■ **KETENTUAN TUGAS**:
- A) Terjemahkan kalimat "Ibadah kurban tidak hanya memiliki nilai spiritual, tetapi juga berdampak besar pada perekonomian." dari teks tentang pajak hewan kurban ke dalam bahasa Inggris.
- B) Menurut teks tentang pajak hewan kurban, berapa tarif PPh final UMKM yang dikenakan kepada penjual orang pribadi dengan omzet tidak lebih dari Rp4,8 miliar per tahun?
- C) Lanjutkan teks tentang pajak jual beli hewan kurban mulai dari kalimat terakhirnya.

■ **TEKS SUMBER**:
------------------------

Beli Hewan Kurban ada Pajaknya? Mari Kita Simak

Oleh: Fatikha Faradina, pegawai Direktorat Jenderal Pajak
Menjelang Iduladha, geliat jual-beli hewan kurban mulai terasa. Lapak-lapak kambing dan sapi bermunculan di pinggir jalan, pasar hewan ramai dikunjungi pembeli, dan para pedagang kebanjiran pesanan. Ibadah kurban tidak hanya memiliki nilai spiritual, tetapi juga berdampak besar pada perekonomian. Menurut data dari Institute for Demographic and Poverty Studies (IDEAS), pada tahun 2023, potensi ekonomi kurban di Indonesia mencapai Rp24,5 triliun, dengan proyeksi transaksi sebanyak 1,78 juta ekor hewan kurban yang terdiri dari 505.000 sapi dan kerbau serta 1,23 juta kambing dan domba.
Di balik semangat berkurban yang penuh makna, ada satu aspek yang menarik untuk kita telisik yaitu aspek perpajakan atas transaksi jual beli hewan kurban. Apakah jual beli hewan kurban kena pajak? Siapa saja yang wajib lapor dan bayar? Yuk, kita kupas tuntas!
Dalam konteks perpajakan, setiap pihak yang memperoleh penghasilan dari kegiatan usaha termasuk peternakan atau perdagangan hewan kurban termasuk sebagai wajib pajak. Hal ini berlaku baik untuk orang pribadi maupun badan. Bagi penjual orang pribadi yang belum berbentuk badan usaha dan memiliki omzet tidak lebih dari Rp4,8 miliar per tahun, penghasilan dikenakan pajak penghasilan final usaha mikro, kecil, dan menengah (PPh final UMKM) sebesar 0,5% dari omzet bruto bulanan, sesuai dengan ketentuan Peraturan Pemerintah Nomor 55 Tahun 2022 tentang Penyesuaian Pengaturan di Bidang Pajak Penghasilan (PP 55/2022). Sebaliknya, jika usaha dilakukan oleh badan usaha seperti CV atau PT, kewajiban perpajakannya mengacu pada ketentuan umum Pasal 17 Undang-Undang Nomor 7 Tahun 1983 tentang Pajak Penghasilan (UU PPh) sebagaimana telah diubah beberapa kali terakhir dengan Undang-Undang Nomor 6 Tahun 2023 tentang Penetapan Peraturan Pemerintah Pengganti Undang-Undang Nomor 2 Tahun 2022 tentang Cipta Kerja menjadi Undang-Undang (UU Ciptaker), dengan tarif progresif dan disertai kewajiban menyelenggarakan pembukuan serta pelaporan secara berkala.

------------------------

(Entri penunjukan dan pelabelan)
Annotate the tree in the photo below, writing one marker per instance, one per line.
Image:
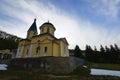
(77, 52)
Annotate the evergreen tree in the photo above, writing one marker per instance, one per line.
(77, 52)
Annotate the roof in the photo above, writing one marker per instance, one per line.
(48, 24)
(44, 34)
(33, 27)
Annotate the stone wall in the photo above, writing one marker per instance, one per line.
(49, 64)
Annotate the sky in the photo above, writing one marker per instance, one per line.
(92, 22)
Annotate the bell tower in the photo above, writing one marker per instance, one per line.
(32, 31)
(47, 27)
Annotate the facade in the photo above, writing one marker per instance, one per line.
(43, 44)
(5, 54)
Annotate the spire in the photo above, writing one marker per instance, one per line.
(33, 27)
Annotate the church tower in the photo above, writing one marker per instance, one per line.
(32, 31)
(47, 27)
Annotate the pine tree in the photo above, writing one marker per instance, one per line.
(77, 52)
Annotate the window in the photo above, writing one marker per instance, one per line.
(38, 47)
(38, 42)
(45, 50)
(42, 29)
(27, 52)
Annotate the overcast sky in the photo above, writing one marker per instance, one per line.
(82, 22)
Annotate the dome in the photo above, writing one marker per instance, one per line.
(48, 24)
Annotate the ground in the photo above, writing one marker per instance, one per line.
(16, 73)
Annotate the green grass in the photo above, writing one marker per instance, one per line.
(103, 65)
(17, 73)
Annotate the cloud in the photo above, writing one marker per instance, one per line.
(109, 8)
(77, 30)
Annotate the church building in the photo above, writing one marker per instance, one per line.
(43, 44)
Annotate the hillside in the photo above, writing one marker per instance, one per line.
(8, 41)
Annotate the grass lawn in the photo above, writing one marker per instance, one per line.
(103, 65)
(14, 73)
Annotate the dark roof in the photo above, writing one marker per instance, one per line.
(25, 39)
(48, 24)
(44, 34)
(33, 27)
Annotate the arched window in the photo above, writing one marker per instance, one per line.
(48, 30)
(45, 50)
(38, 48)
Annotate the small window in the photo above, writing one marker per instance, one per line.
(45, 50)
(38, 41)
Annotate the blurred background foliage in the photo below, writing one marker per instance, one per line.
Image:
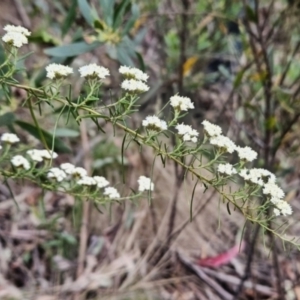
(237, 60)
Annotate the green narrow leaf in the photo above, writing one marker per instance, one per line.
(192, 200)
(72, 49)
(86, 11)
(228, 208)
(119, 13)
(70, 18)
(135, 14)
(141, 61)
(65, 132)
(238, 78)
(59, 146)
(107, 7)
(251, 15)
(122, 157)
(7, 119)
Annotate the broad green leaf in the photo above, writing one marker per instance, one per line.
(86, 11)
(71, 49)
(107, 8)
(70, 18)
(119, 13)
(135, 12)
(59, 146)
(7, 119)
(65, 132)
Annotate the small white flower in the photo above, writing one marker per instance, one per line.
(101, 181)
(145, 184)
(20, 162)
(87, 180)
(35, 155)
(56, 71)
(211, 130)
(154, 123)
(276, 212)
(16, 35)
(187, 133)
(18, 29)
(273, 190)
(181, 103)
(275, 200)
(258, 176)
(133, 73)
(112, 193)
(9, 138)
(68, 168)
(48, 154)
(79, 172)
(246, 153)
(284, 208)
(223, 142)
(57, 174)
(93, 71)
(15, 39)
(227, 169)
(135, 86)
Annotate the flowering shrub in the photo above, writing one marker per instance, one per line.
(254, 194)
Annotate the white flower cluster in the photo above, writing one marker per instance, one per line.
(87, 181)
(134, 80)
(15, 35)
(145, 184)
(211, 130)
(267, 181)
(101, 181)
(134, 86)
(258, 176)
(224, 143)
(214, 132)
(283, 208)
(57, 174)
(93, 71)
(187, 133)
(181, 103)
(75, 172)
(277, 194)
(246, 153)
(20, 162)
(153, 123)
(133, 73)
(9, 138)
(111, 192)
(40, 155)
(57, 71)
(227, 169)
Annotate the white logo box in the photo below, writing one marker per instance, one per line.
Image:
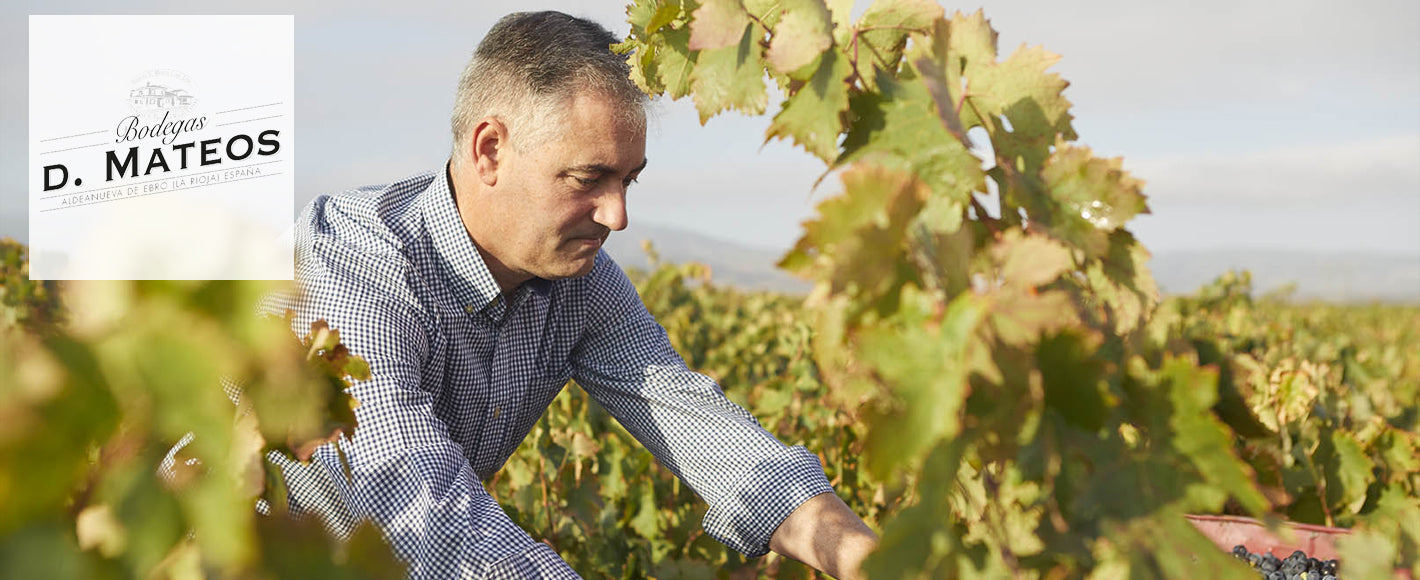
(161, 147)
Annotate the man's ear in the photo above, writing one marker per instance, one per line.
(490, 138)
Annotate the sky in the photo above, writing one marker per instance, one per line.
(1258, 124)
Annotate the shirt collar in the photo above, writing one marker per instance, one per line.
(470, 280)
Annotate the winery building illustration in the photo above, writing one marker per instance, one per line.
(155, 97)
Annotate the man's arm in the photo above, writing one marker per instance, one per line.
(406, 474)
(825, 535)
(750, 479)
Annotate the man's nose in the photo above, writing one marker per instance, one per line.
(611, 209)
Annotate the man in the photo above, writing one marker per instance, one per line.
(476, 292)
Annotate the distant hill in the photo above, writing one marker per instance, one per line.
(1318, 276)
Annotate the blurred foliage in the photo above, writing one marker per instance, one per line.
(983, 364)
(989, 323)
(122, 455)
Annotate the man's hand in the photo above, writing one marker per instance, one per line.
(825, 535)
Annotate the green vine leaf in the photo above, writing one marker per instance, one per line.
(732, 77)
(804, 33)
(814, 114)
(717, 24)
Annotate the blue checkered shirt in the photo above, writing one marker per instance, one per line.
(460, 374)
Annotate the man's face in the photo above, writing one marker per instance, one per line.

------------------------

■ **JAWABAN PER TUGAS**:
- A) The act of qurban not only holds spiritual value but also has a major impact on the economy.

- B) Tarifnya sebesar 0,5% dari omzet bruto bulanan.

- C)
Hewan kurban yang lumrah diperjualbelikan di Indonesia seperti sapi, kambing, dan domba termasuk dalam kategori barang kebutuhan pokok sehingga tidak dikenakan pajak pertambahan nilai (PPN). Hal ini diatur dalam Peraturan Menteri Keuangan Nomor 142/PMK.010/2017 Tahun 2017 tentang Perubahan Kedua atas Peraturan Menteri Keuangan Nomor 267/PMK.010/2015 tentang Kriteria dan/atau Rincian Ternak, Bahan Pakan untuk Pembuatan Pakan Ternak dan Pakan Ikan yang Atas Impor dan/atau Penyerahannya Dibebaskan dari Pengenaan Pajak Pertambahan Nilai. Dengan kata lain, penjualan hewan kurban tidak memunculkan kewajiban pemungutan atau penyetoran PPN oleh penjual. Jika pembeli hewan kurban adalah instansi pemerintah, atas transaksi tersebut dikenakan PPh Pasal 22, dengan tarif 1,5% dari harga pembelian (tidak termasuk PPN). Kewajiban ini berada di pihak instansi sebagai pemotong/pemungut pajak. Untuk pembeli dari sektor swasta, pemotongan PPh Pasal 23 dapat terjadi apabila transaksi masuk kategori jasa tertentu, tergantung pada skema kontraktual dan klasifikasi pembayaran yang digunakan.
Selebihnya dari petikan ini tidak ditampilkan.